# PROBLEM STATEMENT:
Copy out all of the material below, swapping every "set one pin" for "place one marker" and leaving everything else as it is. Leave the pictures out of your answer.

Named object pointing entries
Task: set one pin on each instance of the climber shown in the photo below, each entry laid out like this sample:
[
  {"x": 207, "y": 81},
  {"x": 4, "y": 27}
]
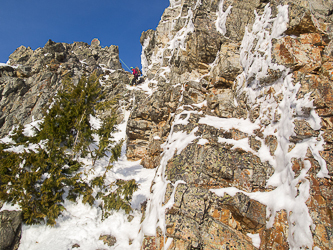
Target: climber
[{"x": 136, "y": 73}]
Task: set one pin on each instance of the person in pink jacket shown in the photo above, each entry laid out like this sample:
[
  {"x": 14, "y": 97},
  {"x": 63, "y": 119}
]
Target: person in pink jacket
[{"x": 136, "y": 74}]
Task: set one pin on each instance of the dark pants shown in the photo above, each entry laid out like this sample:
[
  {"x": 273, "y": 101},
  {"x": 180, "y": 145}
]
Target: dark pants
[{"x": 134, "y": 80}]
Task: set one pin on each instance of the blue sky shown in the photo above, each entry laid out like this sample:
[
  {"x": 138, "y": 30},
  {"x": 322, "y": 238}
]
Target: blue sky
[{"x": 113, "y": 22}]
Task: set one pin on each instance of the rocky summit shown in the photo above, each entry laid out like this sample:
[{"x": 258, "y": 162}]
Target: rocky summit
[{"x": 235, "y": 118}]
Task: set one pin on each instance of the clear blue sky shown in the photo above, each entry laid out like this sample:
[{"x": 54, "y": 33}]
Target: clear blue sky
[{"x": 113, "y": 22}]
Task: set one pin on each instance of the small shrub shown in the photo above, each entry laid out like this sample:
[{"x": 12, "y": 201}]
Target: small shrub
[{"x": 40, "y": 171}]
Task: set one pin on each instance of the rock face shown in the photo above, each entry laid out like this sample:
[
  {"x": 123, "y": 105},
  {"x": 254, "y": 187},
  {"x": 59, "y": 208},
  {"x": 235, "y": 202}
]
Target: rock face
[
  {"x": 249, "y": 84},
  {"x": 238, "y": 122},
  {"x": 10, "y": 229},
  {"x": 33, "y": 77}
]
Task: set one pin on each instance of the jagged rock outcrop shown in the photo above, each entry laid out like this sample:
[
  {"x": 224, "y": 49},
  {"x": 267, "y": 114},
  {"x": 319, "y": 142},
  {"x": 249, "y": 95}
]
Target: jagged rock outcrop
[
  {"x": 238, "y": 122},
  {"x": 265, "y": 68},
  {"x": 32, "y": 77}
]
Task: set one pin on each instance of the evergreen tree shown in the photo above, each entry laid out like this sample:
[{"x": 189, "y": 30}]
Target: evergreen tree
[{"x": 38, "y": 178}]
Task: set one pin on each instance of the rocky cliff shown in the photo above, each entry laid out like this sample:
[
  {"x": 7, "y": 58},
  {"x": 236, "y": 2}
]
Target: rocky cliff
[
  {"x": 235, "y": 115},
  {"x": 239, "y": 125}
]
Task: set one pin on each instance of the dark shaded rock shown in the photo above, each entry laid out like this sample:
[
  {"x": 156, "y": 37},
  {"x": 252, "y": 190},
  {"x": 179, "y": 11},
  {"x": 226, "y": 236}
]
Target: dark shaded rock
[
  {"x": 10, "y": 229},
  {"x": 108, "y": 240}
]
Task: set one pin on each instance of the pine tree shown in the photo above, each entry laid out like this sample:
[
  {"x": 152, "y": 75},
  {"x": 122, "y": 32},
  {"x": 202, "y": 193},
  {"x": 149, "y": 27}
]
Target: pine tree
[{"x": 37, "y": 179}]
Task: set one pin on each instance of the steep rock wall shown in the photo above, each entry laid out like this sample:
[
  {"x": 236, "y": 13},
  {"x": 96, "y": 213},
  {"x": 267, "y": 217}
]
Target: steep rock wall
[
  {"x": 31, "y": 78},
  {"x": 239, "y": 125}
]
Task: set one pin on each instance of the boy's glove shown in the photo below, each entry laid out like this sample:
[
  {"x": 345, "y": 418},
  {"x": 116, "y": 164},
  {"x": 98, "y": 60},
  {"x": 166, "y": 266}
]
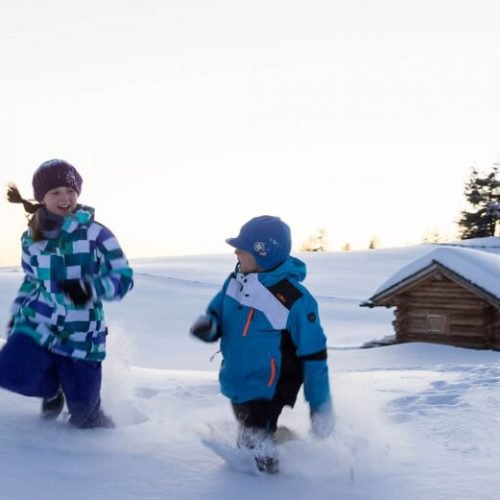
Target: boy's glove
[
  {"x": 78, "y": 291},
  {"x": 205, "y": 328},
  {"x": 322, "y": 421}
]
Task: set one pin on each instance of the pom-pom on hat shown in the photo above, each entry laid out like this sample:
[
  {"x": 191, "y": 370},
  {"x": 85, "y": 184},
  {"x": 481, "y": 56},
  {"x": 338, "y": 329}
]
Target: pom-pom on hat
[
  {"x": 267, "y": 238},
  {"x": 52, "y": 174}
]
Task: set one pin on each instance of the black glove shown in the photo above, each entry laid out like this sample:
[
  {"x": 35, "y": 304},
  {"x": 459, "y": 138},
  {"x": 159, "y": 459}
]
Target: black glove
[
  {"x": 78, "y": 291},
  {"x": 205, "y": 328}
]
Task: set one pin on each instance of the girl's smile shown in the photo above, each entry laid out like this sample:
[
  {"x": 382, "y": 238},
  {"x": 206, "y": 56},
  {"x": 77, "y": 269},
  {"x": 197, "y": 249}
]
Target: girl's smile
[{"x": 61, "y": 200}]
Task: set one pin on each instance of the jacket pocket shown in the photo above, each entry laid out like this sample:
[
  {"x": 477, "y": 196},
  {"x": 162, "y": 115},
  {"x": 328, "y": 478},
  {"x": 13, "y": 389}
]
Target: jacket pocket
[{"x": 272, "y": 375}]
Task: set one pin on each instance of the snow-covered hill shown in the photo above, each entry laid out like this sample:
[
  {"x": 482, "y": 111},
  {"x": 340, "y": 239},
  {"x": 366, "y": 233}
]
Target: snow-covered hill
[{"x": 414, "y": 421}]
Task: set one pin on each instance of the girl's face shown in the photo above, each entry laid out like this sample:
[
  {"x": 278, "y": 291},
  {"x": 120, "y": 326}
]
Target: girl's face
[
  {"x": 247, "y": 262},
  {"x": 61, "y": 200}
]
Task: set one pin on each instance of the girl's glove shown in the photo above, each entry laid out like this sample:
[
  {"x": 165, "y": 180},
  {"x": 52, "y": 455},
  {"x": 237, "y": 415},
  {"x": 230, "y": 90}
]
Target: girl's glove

# REPLY TO THE TASK:
Task: place one marker on each instance of the climber shown in the photo below, each entry laid out like this sample:
[
  {"x": 207, "y": 81},
  {"x": 4, "y": 27}
]
Target: climber
[{"x": 136, "y": 73}]
Task: place one marker on each instance of the person in pink jacket shown in the photo above, each entry laid out like this sample:
[
  {"x": 14, "y": 97},
  {"x": 63, "y": 119}
]
Target: person in pink jacket
[{"x": 136, "y": 74}]
Task: place one marker on each instance of the dark pants shown in the photo above, each entry laid out like this sample:
[
  {"x": 273, "y": 101},
  {"x": 180, "y": 145}
]
Target: dark pants
[{"x": 134, "y": 80}]
Task: place one marker on each instance of the blue sky shown in the photo above, each entry laid out like this sample:
[
  {"x": 138, "y": 30},
  {"x": 322, "y": 238}
]
Target: blue sky
[{"x": 113, "y": 22}]
Task: place one marker on each instance of the rocky summit shown in the photo above, each entry laid out like this sample:
[{"x": 258, "y": 162}]
Target: rocky summit
[{"x": 235, "y": 118}]
Task: place one marker on each instance of the clear blue sky shown in the photo above, each entry laid out like this sample:
[{"x": 54, "y": 33}]
Target: clear blue sky
[{"x": 113, "y": 22}]
Task: place one marker on each instance of the small shrub shown in the photo above, each entry laid out like this sample:
[{"x": 12, "y": 201}]
Target: small shrub
[{"x": 40, "y": 171}]
Task: place one marker on each instance of the rock face shown in the photo above, each entry laid out like this sample:
[
  {"x": 123, "y": 105},
  {"x": 254, "y": 187},
  {"x": 59, "y": 208},
  {"x": 235, "y": 202}
]
Target: rock face
[
  {"x": 249, "y": 84},
  {"x": 238, "y": 122},
  {"x": 10, "y": 229},
  {"x": 33, "y": 77}
]
Task: place one marker on each instance of the jagged rock outcrop shown in the photo above, each entry laid out like this sample:
[
  {"x": 224, "y": 49},
  {"x": 267, "y": 114},
  {"x": 319, "y": 142},
  {"x": 249, "y": 95}
]
Target: jagged rock outcrop
[
  {"x": 238, "y": 122},
  {"x": 265, "y": 68},
  {"x": 32, "y": 77}
]
Task: place one marker on each instance of the evergreen tree shown in the photo above, each entry laid out like this sample:
[{"x": 189, "y": 30}]
Target: evergreen tree
[{"x": 38, "y": 178}]
Task: place one marker on each instance of the rocky cliff shown in the photo above, each entry laid out like this sample:
[
  {"x": 7, "y": 58},
  {"x": 236, "y": 2}
]
Target: rocky cliff
[
  {"x": 235, "y": 115},
  {"x": 239, "y": 125}
]
Task: place one marker on each instance of the dark shaded rock shown in the photo above, each entry laid out like this sample:
[
  {"x": 156, "y": 37},
  {"x": 252, "y": 190},
  {"x": 179, "y": 11},
  {"x": 226, "y": 236}
]
Target: dark shaded rock
[
  {"x": 10, "y": 229},
  {"x": 108, "y": 240}
]
Task: place one marker on each instance of the pine tree shown in the photo above, each entry laid out like this sample:
[
  {"x": 152, "y": 75},
  {"x": 122, "y": 32},
  {"x": 202, "y": 193},
  {"x": 149, "y": 27}
]
Target: pine tree
[{"x": 37, "y": 179}]
Task: place one marker on each instance of the steep rock wall shown in the photo above, each entry laid out like this sample:
[
  {"x": 236, "y": 13},
  {"x": 96, "y": 213},
  {"x": 267, "y": 217}
]
Target: steep rock wall
[
  {"x": 31, "y": 78},
  {"x": 239, "y": 125}
]
Task: place one marker on each instance of the boy's glove shown in the photo below, each entry laid out like this sample:
[
  {"x": 345, "y": 418},
  {"x": 116, "y": 164},
  {"x": 98, "y": 60},
  {"x": 166, "y": 266}
]
Target: boy's glove
[
  {"x": 78, "y": 291},
  {"x": 205, "y": 328},
  {"x": 322, "y": 421}
]
Task: place one marker on each instance of the pom-pom on hat shown in the photo above, each entry laid out like this sample:
[
  {"x": 191, "y": 370},
  {"x": 85, "y": 184},
  {"x": 481, "y": 56},
  {"x": 338, "y": 329}
]
Target: pom-pom on hat
[
  {"x": 267, "y": 238},
  {"x": 52, "y": 174}
]
Task: place one marker on each instance of the black glove shown in the photo above, each entry laid out like this sample:
[
  {"x": 35, "y": 304},
  {"x": 459, "y": 138},
  {"x": 159, "y": 459}
]
Target: black glove
[
  {"x": 78, "y": 291},
  {"x": 205, "y": 328}
]
Task: place one marker on each instance of the girl's smile shown in the photo above, each entry laid out like this sample:
[
  {"x": 382, "y": 238},
  {"x": 206, "y": 56},
  {"x": 77, "y": 269},
  {"x": 197, "y": 249}
]
Target: girl's smile
[{"x": 61, "y": 200}]
Task: place one marker on each instance of the jacket pocket shown in the photo above, each entry laid out like this sample:
[
  {"x": 477, "y": 196},
  {"x": 162, "y": 115},
  {"x": 328, "y": 478},
  {"x": 13, "y": 389}
]
Target: jacket pocket
[{"x": 272, "y": 375}]
Task: place one marker on each instance of the snow-covered hill shown in the photo above, each entry laid out like this sample:
[
  {"x": 482, "y": 111},
  {"x": 340, "y": 239},
  {"x": 366, "y": 233}
]
Target: snow-covered hill
[{"x": 414, "y": 421}]
Task: place one marker on each instance of the girl's face shown in the photo above, each entry laid out like this sample:
[
  {"x": 278, "y": 291},
  {"x": 120, "y": 326}
]
Target: girl's face
[
  {"x": 247, "y": 262},
  {"x": 61, "y": 200}
]
Task: place one marker on each instance of the girl's glove shown in the photo above, each entry laid out like this sample:
[
  {"x": 165, "y": 180},
  {"x": 52, "y": 455},
  {"x": 237, "y": 415},
  {"x": 230, "y": 90}
]
Target: girl's glove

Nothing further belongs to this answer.